>> start
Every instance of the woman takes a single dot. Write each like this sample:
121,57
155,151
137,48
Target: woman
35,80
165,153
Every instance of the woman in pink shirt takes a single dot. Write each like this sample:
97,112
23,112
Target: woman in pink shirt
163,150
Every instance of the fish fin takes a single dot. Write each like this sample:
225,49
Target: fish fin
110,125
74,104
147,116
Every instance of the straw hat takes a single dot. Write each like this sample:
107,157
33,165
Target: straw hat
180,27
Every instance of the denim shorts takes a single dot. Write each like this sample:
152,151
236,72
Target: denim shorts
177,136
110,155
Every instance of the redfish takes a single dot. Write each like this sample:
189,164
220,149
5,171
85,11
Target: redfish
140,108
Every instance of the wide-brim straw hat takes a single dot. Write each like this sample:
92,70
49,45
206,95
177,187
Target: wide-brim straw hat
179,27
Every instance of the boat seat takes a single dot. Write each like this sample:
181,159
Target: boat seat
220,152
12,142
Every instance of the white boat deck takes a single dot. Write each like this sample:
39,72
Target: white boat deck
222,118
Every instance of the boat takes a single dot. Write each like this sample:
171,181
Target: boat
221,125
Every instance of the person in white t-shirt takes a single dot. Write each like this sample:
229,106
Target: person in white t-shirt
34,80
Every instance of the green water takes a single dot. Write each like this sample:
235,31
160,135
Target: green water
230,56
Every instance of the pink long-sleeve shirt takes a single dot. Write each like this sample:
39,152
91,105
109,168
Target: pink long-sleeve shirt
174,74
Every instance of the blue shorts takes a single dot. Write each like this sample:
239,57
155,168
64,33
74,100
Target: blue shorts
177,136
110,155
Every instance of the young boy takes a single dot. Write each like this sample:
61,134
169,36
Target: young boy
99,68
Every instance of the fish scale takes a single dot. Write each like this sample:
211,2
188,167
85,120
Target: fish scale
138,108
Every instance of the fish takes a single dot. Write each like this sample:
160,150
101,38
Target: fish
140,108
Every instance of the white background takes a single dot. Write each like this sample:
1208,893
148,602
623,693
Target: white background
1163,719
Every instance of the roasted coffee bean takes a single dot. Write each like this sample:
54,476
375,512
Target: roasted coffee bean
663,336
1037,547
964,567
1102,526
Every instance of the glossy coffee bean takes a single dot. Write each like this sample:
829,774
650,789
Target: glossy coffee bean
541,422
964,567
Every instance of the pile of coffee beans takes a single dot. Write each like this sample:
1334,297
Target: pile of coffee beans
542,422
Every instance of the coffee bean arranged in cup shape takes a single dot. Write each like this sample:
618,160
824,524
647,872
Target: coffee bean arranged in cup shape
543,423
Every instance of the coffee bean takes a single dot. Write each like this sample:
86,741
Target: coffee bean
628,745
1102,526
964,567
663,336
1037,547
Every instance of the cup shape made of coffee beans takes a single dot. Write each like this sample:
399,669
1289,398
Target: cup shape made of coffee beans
>> end
Extract all the material, leaving every line as it is.

- Written solution -
Every instance of the woman takes a single dot. Write each like this sample:
121,57
155,151
137,48
Target: woman
35,80
165,153
Every instance of the woman in pink shirt takes a single dot. Write each like this sample:
97,112
23,112
Target: woman in pink shirt
163,150
Every instance of the fish fin takes a single dot. Write each like this sample:
225,49
Target: fish fin
110,125
74,104
147,116
Every instance of the straw hat takes a single dot. Write each like this sample:
107,157
33,165
Target: straw hat
180,27
Every instance of the denim shorts takes a single dot. Write each like this sample:
152,151
236,72
Target: denim shorts
177,136
110,155
Every instance of the redfish takes a single dot. Write each like this sample:
189,164
220,149
5,171
85,11
Target: redfish
140,108
Every instance of the wide-brim straw hat takes a single dot. Write each like this sample:
92,70
49,45
206,95
177,187
Target: wide-brim straw hat
179,27
Every instance of the boat seat takes a single dot. Write each like this sample:
181,159
Target: boat seat
220,152
12,142
Every instance of the white boat deck takes a single dot. Write each like this sample:
39,72
Target: white boat deck
222,118
Every instance of the boat takes a single dot. Write each like this sample:
171,181
Target: boat
221,125
Every instance of the person in white t-shirt takes a single dot. Write each like this sample:
229,106
Target: person in white t-shirt
34,80
Every instance of the green water takes a single dot. Write each like this sample:
235,31
160,135
Target: green water
230,56
Every instance of the pink long-sleeve shirt takes a single dot. Write each like this sample:
39,152
91,105
109,168
Target: pink long-sleeve shirt
174,74
Every instance of the blue shorts takes a single dot. Write each like this sample:
239,57
155,168
64,33
74,100
Target: blue shorts
177,136
110,155
Every instance of the young boy takes a single dot. Write each like this sample:
61,134
169,36
Target: young boy
99,68
Every instance of the fish scale takes a single dot. Write each like this sample:
211,2
188,167
85,120
Target: fish scale
138,108
Every instance of the fish takes a single dot. Write each like this sample:
160,150
101,38
Target: fish
140,108
Every instance of the white background takes a single dot. Write each like this sample:
1208,893
148,602
623,693
Target: white background
1163,719
Every instance of the roasted coffee bean takes a single dot. Write each like this sample:
54,476
375,512
Target: roasted coffee bean
663,336
1037,547
964,567
1102,526
Every instance of the glossy coffee bean takes a single dot. Write each like this sample:
829,774
650,789
Target: glossy coffee bean
541,422
964,567
Every instance of the pile of coffee beans takes a single dot. Write each like this sample:
1334,297
Target: pile of coffee beans
542,422
Every instance of the coffee bean arranged in cup shape takes a single dot. Write each like this sample:
618,160
824,524
647,872
Target: coffee bean arranged in cup shape
543,423
Every instance of the coffee bean takes a single dot. Write each like this sample:
86,741
Target: coffee bean
628,745
1102,526
964,567
663,336
1037,547
Every instance of the cup shape made of coffee beans takes a single dot. Write each like this sample:
399,669
1289,398
Target: cup shape made of coffee beans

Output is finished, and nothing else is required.